**AIM OF THE TASK:** From the material below, pull out every line that contains the word "wheel" and copy each one unchanged.
━━━━━ EXERCISE MATERIAL ━━━━━
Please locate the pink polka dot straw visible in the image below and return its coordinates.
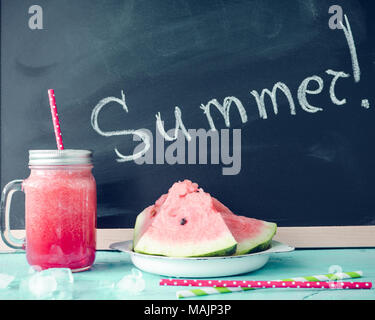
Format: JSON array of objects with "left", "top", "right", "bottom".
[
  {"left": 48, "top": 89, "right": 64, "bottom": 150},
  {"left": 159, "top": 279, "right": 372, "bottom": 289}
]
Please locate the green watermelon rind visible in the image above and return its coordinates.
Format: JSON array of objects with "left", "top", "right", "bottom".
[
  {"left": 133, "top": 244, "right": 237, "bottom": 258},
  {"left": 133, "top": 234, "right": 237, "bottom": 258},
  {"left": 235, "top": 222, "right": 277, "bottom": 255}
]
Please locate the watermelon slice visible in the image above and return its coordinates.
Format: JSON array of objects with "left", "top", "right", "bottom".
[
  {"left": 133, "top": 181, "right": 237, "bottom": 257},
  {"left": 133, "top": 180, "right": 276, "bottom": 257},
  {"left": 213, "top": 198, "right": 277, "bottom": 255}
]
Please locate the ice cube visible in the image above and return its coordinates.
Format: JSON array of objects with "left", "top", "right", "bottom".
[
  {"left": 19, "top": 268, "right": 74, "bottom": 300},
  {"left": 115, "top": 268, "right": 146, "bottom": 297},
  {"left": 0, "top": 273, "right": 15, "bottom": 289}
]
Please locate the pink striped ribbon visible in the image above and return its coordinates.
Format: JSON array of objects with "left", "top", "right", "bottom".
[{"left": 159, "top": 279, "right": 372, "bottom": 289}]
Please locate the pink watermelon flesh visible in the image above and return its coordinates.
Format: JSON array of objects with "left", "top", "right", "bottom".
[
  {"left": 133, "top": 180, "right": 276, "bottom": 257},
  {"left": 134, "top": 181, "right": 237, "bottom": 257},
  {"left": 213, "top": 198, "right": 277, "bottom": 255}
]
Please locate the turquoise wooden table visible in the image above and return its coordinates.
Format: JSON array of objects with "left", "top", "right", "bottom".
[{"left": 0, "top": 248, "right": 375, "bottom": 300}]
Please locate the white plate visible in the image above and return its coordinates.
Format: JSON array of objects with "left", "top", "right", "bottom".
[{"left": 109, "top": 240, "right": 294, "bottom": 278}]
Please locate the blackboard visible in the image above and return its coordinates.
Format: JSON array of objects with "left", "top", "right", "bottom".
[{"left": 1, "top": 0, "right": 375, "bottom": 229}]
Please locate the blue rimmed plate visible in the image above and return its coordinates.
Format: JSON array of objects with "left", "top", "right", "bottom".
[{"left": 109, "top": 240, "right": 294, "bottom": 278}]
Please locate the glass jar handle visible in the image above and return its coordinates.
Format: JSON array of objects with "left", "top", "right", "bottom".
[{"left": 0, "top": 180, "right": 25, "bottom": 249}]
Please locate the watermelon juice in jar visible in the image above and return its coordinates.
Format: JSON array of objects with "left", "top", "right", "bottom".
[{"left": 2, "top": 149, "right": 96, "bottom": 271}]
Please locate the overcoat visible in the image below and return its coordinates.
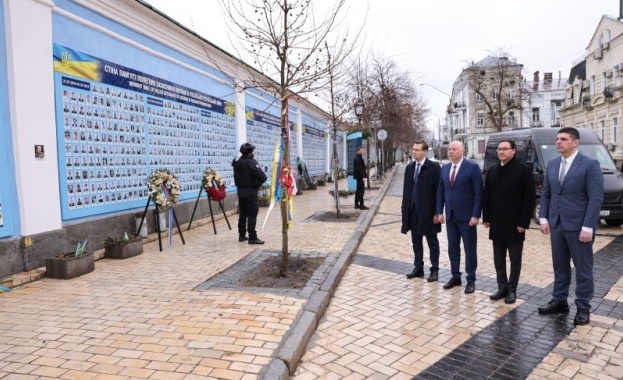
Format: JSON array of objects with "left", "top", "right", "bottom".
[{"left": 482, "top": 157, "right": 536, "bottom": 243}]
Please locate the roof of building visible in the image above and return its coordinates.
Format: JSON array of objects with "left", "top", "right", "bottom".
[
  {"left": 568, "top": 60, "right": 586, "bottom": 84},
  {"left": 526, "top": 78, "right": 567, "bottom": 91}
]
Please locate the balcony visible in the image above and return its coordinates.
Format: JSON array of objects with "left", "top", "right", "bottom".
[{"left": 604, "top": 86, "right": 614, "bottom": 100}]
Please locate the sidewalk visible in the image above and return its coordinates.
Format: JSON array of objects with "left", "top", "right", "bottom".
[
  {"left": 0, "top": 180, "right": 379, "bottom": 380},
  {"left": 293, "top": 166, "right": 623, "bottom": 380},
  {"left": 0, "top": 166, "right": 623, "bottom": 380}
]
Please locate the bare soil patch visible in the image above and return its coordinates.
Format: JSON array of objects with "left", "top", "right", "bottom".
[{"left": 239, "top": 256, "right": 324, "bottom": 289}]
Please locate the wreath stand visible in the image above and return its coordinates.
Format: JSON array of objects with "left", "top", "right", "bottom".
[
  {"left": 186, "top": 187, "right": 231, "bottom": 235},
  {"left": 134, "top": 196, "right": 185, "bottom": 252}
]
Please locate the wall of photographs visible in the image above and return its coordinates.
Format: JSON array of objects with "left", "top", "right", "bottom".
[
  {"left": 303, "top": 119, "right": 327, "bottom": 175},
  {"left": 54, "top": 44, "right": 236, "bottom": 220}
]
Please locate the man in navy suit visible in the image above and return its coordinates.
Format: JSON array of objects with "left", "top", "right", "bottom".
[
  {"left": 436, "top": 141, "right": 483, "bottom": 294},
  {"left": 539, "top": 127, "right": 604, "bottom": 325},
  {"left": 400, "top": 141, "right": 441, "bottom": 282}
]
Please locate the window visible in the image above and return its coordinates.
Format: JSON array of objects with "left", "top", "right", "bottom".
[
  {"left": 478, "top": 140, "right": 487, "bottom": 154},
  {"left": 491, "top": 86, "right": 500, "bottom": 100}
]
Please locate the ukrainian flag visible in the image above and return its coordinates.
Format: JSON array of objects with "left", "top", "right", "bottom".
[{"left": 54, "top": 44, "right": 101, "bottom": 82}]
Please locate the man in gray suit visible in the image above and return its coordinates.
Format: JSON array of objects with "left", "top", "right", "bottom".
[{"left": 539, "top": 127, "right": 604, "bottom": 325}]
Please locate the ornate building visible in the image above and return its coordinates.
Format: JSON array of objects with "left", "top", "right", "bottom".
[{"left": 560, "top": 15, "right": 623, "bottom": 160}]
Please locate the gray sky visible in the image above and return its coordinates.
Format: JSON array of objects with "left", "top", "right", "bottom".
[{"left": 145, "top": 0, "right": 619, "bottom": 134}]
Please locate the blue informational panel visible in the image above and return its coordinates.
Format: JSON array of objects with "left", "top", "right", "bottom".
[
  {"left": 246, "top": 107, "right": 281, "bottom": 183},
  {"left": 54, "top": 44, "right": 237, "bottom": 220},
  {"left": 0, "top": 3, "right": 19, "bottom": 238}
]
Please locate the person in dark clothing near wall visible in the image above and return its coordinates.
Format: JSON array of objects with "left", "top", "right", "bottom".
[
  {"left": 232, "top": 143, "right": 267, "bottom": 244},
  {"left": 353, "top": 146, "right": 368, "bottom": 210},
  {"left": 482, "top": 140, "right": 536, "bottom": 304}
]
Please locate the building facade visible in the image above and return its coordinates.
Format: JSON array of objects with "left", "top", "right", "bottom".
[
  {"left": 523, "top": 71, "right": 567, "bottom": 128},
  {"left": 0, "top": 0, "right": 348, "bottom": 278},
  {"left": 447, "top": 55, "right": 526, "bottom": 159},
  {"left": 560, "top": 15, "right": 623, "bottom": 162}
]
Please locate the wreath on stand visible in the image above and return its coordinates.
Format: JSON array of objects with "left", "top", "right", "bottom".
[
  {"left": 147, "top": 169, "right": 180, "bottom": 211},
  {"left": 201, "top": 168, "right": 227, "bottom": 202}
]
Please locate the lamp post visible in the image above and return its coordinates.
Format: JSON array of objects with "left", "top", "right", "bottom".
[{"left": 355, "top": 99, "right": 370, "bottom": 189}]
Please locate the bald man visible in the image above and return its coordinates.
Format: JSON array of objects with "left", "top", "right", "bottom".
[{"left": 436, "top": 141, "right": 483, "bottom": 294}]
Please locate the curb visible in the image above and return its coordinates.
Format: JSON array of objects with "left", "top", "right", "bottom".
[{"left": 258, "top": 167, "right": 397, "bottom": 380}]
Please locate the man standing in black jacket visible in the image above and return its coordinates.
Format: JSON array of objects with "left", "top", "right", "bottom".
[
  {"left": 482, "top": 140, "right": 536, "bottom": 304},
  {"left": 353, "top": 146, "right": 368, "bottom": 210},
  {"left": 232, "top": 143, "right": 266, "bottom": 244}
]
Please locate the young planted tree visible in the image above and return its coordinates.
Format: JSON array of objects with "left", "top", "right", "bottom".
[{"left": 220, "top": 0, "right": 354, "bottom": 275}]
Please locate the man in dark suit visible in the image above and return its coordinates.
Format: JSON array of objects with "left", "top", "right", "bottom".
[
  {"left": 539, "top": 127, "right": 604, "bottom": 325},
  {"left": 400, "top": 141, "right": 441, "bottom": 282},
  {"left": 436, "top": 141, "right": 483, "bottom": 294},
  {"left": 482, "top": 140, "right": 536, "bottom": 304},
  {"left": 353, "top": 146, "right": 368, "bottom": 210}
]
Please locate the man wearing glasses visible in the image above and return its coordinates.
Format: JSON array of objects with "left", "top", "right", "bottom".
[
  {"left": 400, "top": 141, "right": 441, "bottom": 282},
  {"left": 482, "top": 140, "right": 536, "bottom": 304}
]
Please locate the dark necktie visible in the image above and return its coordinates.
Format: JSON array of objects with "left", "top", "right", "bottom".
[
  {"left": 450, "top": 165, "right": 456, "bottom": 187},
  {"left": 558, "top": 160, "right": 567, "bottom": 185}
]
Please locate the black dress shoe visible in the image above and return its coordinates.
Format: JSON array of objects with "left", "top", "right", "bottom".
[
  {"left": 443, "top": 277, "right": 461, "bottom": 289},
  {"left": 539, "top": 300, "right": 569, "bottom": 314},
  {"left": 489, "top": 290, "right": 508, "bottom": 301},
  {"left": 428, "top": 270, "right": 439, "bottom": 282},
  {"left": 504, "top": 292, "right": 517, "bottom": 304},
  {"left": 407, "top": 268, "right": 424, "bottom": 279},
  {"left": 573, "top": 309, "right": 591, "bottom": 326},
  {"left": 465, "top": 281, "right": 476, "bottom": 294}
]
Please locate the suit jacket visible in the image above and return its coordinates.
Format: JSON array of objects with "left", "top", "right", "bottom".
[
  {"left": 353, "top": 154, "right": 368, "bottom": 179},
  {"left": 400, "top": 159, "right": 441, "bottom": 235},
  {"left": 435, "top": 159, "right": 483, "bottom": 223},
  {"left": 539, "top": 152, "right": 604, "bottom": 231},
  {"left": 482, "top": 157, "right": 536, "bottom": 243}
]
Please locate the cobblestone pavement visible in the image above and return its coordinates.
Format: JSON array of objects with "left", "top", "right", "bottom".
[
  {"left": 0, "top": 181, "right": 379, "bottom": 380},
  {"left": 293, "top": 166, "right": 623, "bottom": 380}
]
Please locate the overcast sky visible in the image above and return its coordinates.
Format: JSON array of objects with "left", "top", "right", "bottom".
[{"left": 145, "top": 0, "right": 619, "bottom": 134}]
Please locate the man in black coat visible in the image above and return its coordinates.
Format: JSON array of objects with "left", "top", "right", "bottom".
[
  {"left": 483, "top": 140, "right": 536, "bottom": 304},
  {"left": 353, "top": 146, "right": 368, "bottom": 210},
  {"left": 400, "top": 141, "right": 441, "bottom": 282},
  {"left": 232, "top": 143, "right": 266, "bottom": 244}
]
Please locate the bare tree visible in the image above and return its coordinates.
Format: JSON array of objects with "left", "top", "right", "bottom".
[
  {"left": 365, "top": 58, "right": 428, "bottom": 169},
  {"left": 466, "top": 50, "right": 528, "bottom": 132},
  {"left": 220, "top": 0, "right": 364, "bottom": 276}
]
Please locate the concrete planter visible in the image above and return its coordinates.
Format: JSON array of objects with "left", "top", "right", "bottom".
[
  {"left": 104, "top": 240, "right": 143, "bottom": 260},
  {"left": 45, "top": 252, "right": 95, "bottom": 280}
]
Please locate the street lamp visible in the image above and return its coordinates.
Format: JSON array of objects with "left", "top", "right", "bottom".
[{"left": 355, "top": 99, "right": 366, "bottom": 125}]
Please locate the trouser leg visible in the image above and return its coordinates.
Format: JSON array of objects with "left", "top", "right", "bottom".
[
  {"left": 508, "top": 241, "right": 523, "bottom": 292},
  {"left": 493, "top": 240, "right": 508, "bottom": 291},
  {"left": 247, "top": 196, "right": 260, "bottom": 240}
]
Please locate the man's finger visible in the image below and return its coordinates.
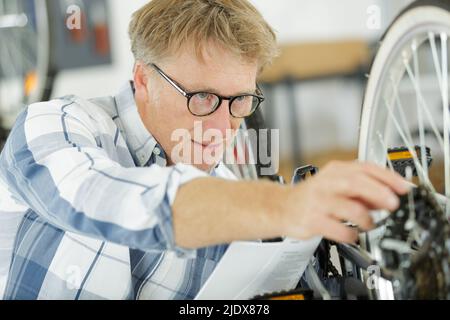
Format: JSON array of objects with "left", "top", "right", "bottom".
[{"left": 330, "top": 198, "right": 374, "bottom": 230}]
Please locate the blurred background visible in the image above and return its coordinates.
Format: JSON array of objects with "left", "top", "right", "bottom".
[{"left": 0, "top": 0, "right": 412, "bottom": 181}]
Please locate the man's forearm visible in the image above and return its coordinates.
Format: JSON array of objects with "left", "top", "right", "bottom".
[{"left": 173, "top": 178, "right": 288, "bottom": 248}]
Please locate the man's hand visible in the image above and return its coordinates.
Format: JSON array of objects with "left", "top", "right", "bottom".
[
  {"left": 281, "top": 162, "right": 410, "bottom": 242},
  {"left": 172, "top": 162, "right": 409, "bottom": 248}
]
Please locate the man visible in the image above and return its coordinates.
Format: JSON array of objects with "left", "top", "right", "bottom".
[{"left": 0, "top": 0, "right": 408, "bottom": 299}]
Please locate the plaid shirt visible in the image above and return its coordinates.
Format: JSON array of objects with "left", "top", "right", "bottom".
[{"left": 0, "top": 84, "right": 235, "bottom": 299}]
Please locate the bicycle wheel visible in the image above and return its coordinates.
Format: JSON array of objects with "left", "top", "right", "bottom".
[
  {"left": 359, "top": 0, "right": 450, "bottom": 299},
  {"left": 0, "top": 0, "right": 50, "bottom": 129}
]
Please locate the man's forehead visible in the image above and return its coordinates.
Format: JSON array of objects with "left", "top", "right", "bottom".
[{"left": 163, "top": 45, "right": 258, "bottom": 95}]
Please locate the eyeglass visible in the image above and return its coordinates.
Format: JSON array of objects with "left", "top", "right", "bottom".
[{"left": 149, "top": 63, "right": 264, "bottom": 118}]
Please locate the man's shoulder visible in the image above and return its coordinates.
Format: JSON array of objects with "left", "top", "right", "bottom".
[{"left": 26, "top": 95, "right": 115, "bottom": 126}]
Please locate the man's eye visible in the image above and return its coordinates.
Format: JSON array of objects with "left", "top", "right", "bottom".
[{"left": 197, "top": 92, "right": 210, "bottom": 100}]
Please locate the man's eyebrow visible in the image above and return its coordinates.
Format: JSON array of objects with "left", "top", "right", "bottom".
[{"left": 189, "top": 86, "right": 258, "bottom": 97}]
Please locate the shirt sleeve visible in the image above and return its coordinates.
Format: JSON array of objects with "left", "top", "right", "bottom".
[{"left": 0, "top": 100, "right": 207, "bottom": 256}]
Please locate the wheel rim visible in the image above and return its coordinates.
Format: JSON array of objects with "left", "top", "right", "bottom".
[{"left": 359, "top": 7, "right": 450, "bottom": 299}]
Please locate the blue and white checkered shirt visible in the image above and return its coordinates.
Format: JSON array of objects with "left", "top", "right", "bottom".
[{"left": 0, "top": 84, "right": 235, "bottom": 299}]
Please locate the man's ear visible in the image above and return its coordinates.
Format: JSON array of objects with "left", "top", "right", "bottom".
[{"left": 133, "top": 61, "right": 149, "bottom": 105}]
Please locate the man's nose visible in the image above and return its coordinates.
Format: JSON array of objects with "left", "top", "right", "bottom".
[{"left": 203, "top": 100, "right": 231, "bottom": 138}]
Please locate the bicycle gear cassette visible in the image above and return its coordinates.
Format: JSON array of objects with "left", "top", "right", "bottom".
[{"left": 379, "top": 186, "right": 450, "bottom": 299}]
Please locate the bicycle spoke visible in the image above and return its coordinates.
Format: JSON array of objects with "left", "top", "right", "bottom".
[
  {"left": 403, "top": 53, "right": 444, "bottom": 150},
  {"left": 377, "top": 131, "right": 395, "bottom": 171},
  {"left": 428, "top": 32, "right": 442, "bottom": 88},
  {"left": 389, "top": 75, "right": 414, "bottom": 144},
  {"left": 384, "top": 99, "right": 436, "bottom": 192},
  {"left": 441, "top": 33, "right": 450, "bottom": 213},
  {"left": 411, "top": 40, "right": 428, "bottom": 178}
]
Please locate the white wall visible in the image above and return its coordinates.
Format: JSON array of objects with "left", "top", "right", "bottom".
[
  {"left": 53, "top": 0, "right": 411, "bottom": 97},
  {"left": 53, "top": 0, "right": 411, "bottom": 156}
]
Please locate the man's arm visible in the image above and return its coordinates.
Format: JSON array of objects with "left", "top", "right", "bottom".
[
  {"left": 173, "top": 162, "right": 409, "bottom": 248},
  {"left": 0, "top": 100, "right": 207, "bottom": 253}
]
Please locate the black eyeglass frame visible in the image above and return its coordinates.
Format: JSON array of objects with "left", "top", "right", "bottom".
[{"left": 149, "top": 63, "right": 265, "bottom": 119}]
━━━━━
**EXERCISE ANSWER:**
Please locate the bicycle wheel visible in the image above and return its coordinates.
Please locate the wheel rim visible in the image above and return its coordinates.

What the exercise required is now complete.